(Natural-language object grounding data)
=== Section Start ===

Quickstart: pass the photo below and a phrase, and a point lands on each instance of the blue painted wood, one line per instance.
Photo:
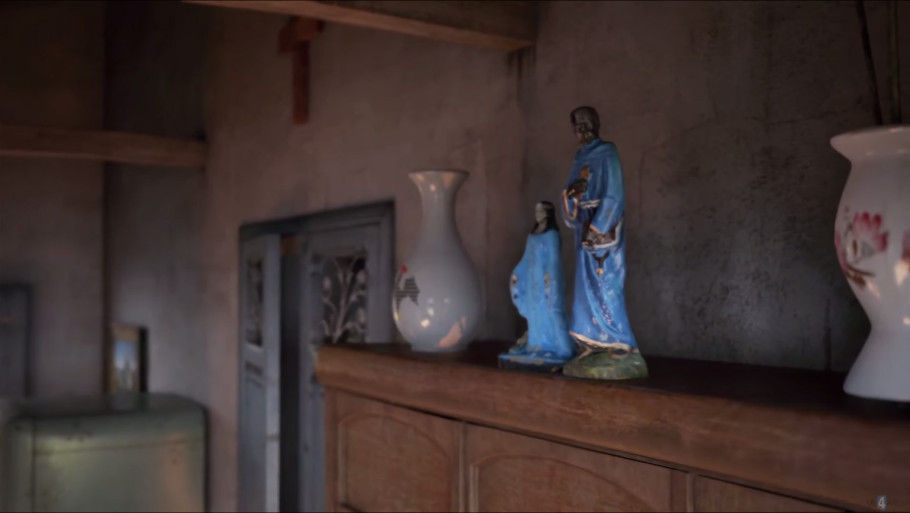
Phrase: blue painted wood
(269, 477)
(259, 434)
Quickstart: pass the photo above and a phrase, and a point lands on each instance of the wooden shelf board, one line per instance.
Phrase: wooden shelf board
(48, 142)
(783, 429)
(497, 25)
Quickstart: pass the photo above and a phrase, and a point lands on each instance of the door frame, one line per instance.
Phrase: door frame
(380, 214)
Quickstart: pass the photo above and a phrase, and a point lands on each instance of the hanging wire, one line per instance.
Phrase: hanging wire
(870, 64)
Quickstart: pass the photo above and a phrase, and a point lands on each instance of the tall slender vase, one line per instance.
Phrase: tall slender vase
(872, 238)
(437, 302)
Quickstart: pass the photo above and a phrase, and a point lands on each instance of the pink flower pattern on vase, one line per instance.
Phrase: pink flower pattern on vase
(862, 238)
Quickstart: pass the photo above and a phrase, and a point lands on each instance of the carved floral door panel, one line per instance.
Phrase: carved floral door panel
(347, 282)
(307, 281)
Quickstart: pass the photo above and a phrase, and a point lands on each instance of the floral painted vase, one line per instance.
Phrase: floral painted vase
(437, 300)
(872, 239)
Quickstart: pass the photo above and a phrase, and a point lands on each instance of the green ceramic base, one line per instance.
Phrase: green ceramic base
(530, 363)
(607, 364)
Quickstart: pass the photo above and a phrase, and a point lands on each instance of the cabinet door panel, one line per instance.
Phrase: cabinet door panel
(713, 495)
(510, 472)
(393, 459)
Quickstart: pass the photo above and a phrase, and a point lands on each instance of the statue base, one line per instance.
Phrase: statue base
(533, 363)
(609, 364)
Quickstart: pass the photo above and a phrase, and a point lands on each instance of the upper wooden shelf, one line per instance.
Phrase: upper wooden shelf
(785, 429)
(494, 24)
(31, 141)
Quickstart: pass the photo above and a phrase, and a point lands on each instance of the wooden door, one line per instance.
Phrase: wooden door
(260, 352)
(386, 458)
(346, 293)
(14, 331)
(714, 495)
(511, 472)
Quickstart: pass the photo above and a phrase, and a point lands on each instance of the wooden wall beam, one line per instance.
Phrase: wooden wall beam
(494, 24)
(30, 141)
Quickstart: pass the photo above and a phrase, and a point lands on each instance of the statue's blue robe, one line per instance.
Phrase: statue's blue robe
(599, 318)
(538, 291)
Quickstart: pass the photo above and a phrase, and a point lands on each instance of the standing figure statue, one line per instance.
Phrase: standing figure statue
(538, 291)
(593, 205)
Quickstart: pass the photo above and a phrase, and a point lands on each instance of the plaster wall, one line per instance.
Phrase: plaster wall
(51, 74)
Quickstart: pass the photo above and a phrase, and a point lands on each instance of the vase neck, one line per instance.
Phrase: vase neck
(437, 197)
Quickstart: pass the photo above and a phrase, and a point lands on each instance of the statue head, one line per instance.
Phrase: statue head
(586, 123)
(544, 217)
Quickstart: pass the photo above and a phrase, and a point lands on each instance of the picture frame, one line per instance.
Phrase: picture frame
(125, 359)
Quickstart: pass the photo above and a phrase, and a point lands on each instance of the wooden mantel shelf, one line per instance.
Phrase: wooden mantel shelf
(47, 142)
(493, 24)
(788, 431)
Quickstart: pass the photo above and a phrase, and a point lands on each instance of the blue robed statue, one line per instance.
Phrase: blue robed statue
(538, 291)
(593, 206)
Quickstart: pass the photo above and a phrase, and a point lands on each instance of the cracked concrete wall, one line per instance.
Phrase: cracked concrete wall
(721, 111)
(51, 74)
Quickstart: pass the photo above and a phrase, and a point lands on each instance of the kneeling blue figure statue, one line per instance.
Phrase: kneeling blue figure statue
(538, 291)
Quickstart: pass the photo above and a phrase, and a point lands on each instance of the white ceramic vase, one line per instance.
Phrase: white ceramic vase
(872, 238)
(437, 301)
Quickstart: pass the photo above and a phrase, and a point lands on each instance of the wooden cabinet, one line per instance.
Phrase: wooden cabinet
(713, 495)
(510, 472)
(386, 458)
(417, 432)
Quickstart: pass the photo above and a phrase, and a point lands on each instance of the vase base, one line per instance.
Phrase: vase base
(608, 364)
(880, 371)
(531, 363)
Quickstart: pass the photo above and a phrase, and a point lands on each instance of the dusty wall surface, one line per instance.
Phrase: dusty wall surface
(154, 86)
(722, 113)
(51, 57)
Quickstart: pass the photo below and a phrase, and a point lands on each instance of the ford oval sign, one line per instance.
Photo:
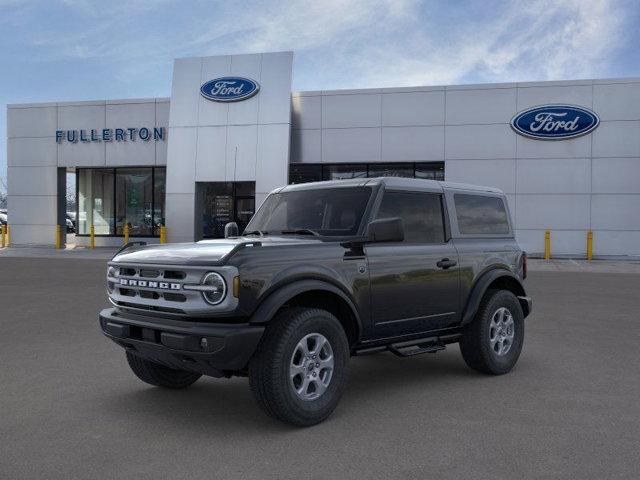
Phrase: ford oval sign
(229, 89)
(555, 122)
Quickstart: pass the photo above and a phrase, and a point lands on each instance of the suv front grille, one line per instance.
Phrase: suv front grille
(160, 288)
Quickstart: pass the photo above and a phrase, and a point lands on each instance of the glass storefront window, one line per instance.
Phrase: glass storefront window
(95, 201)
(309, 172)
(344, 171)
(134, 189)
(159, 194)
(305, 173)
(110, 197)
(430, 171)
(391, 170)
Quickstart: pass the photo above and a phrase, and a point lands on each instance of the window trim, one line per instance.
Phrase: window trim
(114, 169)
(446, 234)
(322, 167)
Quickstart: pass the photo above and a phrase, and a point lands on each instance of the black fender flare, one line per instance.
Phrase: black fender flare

=== Section End ===

THE TASK:
Which lines in the records above contain the word "black"? Return each of them.

RESPONSE:
Quickstart: pass the photo above and a phrase, and a point lands on each instance of the black fender flare, one line per instance.
Phrase: black fender flare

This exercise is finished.